Render the lines below as a numbered list, omitting blank lines and leaving out the pictures.

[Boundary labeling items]
+-------+
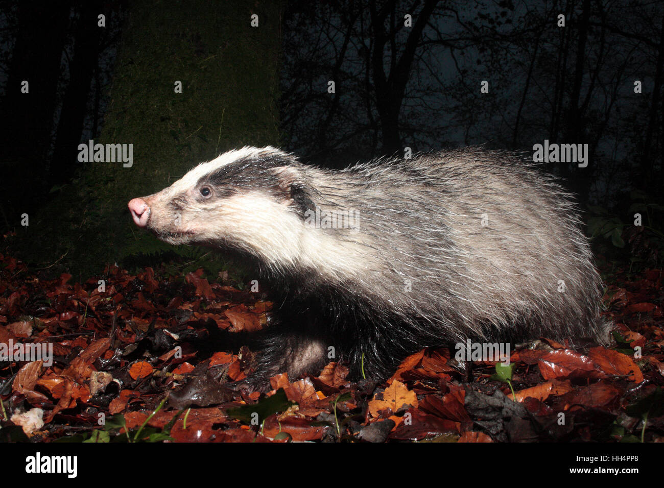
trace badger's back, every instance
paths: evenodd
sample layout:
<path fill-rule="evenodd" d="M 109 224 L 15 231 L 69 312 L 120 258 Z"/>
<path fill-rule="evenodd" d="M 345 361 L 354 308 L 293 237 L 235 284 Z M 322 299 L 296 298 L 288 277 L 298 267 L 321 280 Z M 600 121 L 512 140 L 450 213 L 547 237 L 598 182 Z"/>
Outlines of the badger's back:
<path fill-rule="evenodd" d="M 509 154 L 471 148 L 333 171 L 244 147 L 128 206 L 166 242 L 257 259 L 284 319 L 268 327 L 264 379 L 311 371 L 330 346 L 380 376 L 425 346 L 604 333 L 575 205 Z M 335 212 L 357 218 L 323 225 Z"/>
<path fill-rule="evenodd" d="M 333 313 L 342 327 L 363 317 L 381 340 L 393 336 L 406 349 L 411 339 L 428 345 L 601 330 L 600 282 L 576 208 L 524 161 L 463 150 L 303 171 L 316 206 L 359 212 L 357 233 L 327 231 L 347 253 L 343 271 L 331 265 L 337 282 L 306 282 L 327 303 L 343 302 Z M 311 261 L 307 274 L 325 275 L 329 262 Z"/>

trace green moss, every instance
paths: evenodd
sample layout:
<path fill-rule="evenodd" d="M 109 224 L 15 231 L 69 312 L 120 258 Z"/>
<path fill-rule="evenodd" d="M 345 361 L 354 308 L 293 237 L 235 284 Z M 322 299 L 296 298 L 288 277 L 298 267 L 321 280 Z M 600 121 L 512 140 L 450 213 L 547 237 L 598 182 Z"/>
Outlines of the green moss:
+-------+
§ COMPLETED TASK
1. trace badger's back, every instance
2. paths: evenodd
3. sample layout:
4. <path fill-rule="evenodd" d="M 109 224 L 15 231 L 69 312 L 120 258 Z"/>
5. <path fill-rule="evenodd" d="M 345 361 L 354 308 L 293 237 L 235 284 Z M 322 299 L 296 298 L 288 277 L 298 267 L 321 280 Z M 600 121 L 512 140 L 450 213 L 547 237 L 598 182 Z"/>
6. Outlines of the badger's back:
7. <path fill-rule="evenodd" d="M 509 154 L 471 148 L 333 171 L 244 147 L 128 206 L 166 242 L 257 259 L 284 319 L 268 327 L 264 379 L 311 371 L 330 346 L 380 376 L 425 346 L 604 333 L 575 205 Z M 335 212 L 357 218 L 323 225 Z"/>
8. <path fill-rule="evenodd" d="M 333 313 L 342 327 L 363 317 L 381 340 L 393 336 L 406 349 L 411 339 L 428 345 L 601 330 L 600 282 L 576 208 L 524 161 L 463 150 L 303 171 L 316 206 L 359 212 L 357 233 L 327 231 L 347 253 L 343 271 L 331 265 L 337 282 L 306 282 L 327 303 L 343 302 Z M 311 261 L 307 274 L 325 275 L 329 262 Z"/>
9. trace green moss, every instance
10. paths: evenodd
11. sample layout:
12. <path fill-rule="evenodd" d="M 109 224 L 15 231 L 69 312 L 120 258 Z"/>
13. <path fill-rule="evenodd" d="M 345 361 L 354 308 L 293 237 L 235 284 Z M 322 299 L 296 298 L 288 277 L 298 267 L 321 280 Z M 600 121 L 512 140 L 450 213 L 547 237 L 598 182 Z"/>
14. Outlines of the green moss:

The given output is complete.